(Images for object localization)
+++
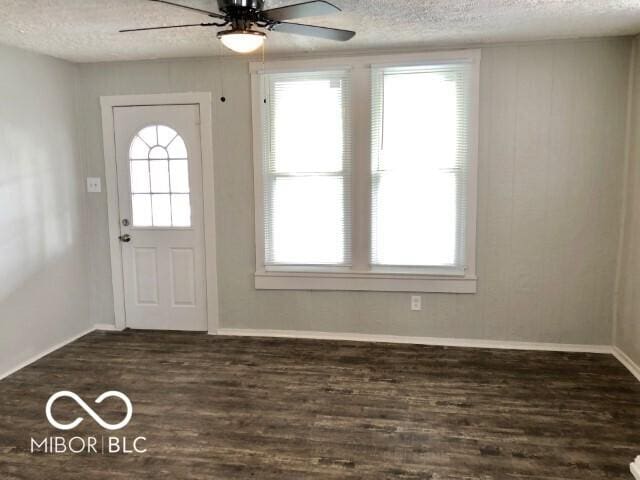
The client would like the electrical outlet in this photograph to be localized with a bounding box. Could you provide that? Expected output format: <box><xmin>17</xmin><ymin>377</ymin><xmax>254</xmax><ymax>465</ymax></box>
<box><xmin>87</xmin><ymin>177</ymin><xmax>102</xmax><ymax>193</ymax></box>
<box><xmin>411</xmin><ymin>295</ymin><xmax>422</xmax><ymax>311</ymax></box>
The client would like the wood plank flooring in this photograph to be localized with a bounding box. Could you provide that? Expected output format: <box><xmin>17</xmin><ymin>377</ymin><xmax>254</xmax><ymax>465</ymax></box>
<box><xmin>0</xmin><ymin>330</ymin><xmax>639</xmax><ymax>479</ymax></box>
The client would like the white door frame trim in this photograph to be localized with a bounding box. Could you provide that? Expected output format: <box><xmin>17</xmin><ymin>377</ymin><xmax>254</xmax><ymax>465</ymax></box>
<box><xmin>100</xmin><ymin>92</ymin><xmax>219</xmax><ymax>333</ymax></box>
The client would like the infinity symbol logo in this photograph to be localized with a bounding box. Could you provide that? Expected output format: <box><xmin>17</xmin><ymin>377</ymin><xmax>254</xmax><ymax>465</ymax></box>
<box><xmin>45</xmin><ymin>391</ymin><xmax>133</xmax><ymax>431</ymax></box>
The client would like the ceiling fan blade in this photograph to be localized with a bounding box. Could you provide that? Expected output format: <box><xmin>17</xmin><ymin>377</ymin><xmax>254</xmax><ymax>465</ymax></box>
<box><xmin>270</xmin><ymin>22</ymin><xmax>355</xmax><ymax>41</ymax></box>
<box><xmin>120</xmin><ymin>23</ymin><xmax>215</xmax><ymax>32</ymax></box>
<box><xmin>262</xmin><ymin>0</ymin><xmax>340</xmax><ymax>22</ymax></box>
<box><xmin>149</xmin><ymin>0</ymin><xmax>225</xmax><ymax>18</ymax></box>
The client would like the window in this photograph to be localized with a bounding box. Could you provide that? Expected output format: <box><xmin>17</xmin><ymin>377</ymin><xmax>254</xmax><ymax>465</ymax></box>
<box><xmin>128</xmin><ymin>125</ymin><xmax>192</xmax><ymax>228</ymax></box>
<box><xmin>251</xmin><ymin>51</ymin><xmax>479</xmax><ymax>293</ymax></box>
<box><xmin>371</xmin><ymin>64</ymin><xmax>469</xmax><ymax>274</ymax></box>
<box><xmin>262</xmin><ymin>71</ymin><xmax>351</xmax><ymax>267</ymax></box>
+++
▶ [Problem details]
For each record above, write it out exactly and omit any picture.

▶ [Output of the task]
The client would like the electrical outlet in this photograph to be localized with a bounding box. Could you provide that? Expected output format: <box><xmin>17</xmin><ymin>377</ymin><xmax>254</xmax><ymax>465</ymax></box>
<box><xmin>87</xmin><ymin>177</ymin><xmax>102</xmax><ymax>193</ymax></box>
<box><xmin>411</xmin><ymin>295</ymin><xmax>422</xmax><ymax>311</ymax></box>
The client would like the wood plank flooring in this photograph to be localized with a bounding box. Could you provide that? Expected output format: <box><xmin>17</xmin><ymin>377</ymin><xmax>254</xmax><ymax>465</ymax></box>
<box><xmin>0</xmin><ymin>330</ymin><xmax>639</xmax><ymax>479</ymax></box>
The client would like the white door frame trim in this photograph to be localized with a bounding box. Could you provide that? Expected output format: <box><xmin>17</xmin><ymin>377</ymin><xmax>254</xmax><ymax>465</ymax></box>
<box><xmin>100</xmin><ymin>92</ymin><xmax>219</xmax><ymax>333</ymax></box>
The client would like the infinity symbol logo in this photograph to be localized with a bounding box. Could you provide that? Expected output format: <box><xmin>17</xmin><ymin>377</ymin><xmax>254</xmax><ymax>465</ymax></box>
<box><xmin>45</xmin><ymin>391</ymin><xmax>133</xmax><ymax>431</ymax></box>
The client would like the ceiling fan blade in this photograph to be localized with a bounding box. Could you provide that? Expected output format: <box><xmin>17</xmin><ymin>377</ymin><xmax>254</xmax><ymax>465</ymax></box>
<box><xmin>270</xmin><ymin>22</ymin><xmax>355</xmax><ymax>41</ymax></box>
<box><xmin>120</xmin><ymin>23</ymin><xmax>215</xmax><ymax>32</ymax></box>
<box><xmin>262</xmin><ymin>0</ymin><xmax>340</xmax><ymax>22</ymax></box>
<box><xmin>149</xmin><ymin>0</ymin><xmax>225</xmax><ymax>18</ymax></box>
The client would like the window in this photograph to be localized with a bounding box. Could you provide that? Expected output format: <box><xmin>17</xmin><ymin>377</ymin><xmax>254</xmax><ymax>465</ymax></box>
<box><xmin>128</xmin><ymin>125</ymin><xmax>192</xmax><ymax>228</ymax></box>
<box><xmin>251</xmin><ymin>51</ymin><xmax>479</xmax><ymax>293</ymax></box>
<box><xmin>371</xmin><ymin>64</ymin><xmax>469</xmax><ymax>274</ymax></box>
<box><xmin>262</xmin><ymin>71</ymin><xmax>351</xmax><ymax>267</ymax></box>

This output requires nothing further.